▶ _Written instruction_
Print verbatim the lines of the saved data entries below, starting at the line that contains "Exercise. Mark the asphalt" and ending with the final line of the entries.

▶ _Saved data entries_
-------------------------
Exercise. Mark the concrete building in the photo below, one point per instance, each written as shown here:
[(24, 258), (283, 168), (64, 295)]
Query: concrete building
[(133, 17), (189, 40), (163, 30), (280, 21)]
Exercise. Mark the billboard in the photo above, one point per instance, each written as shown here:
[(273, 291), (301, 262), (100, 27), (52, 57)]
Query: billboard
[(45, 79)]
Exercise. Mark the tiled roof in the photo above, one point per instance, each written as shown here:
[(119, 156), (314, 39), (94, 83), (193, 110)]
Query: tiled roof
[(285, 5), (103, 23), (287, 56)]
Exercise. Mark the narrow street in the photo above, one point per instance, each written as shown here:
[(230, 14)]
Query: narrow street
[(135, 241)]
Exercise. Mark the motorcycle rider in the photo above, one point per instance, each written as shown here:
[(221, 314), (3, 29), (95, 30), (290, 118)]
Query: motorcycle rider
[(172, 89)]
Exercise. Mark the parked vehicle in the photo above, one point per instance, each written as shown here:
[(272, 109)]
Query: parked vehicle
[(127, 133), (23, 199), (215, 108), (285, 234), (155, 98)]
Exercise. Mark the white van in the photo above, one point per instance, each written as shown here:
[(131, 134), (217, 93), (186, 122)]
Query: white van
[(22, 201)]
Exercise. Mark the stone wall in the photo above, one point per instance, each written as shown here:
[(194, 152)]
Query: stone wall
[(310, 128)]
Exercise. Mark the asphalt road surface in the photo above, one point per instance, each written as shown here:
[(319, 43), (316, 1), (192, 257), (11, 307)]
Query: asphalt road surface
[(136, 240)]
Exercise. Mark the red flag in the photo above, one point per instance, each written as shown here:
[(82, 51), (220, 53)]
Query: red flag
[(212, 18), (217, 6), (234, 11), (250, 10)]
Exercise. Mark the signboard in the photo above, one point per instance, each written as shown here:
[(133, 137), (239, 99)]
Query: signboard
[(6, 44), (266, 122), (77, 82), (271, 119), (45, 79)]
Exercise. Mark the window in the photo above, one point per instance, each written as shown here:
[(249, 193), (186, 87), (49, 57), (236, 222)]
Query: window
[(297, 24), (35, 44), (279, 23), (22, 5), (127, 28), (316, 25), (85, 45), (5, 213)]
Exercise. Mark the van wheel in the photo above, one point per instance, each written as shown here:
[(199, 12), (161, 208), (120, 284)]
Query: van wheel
-------------------------
▶ _Expected answer_
Exercise. Mark the asphalt road surface in the photo above, one point per instance, each written as shown here:
[(319, 43), (316, 1), (192, 257), (11, 307)]
Query: asphalt road surface
[(136, 240)]
Exercise. Mark the red flag in the photo above, one point per instance, each written as shown here:
[(82, 51), (220, 53)]
Query: red flag
[(212, 18), (217, 6), (234, 11), (250, 10)]
Exercise. Mark the signboard in the photo above, one point per instance, each written as shown here:
[(133, 137), (239, 99)]
Query: signboard
[(6, 44), (266, 122), (77, 82), (271, 119), (45, 79)]
Exercise. Mark the window in the photo above, one point per instance, each written as shown here:
[(249, 193), (186, 87), (49, 57), (236, 222)]
Query: window
[(297, 24), (35, 44), (279, 23), (22, 5), (127, 28), (316, 25), (85, 45), (5, 213)]
Exercise. Mark the van wheel in the photo above, one point per instance, each written as shown here:
[(199, 12), (161, 208), (120, 284)]
Query: van wheel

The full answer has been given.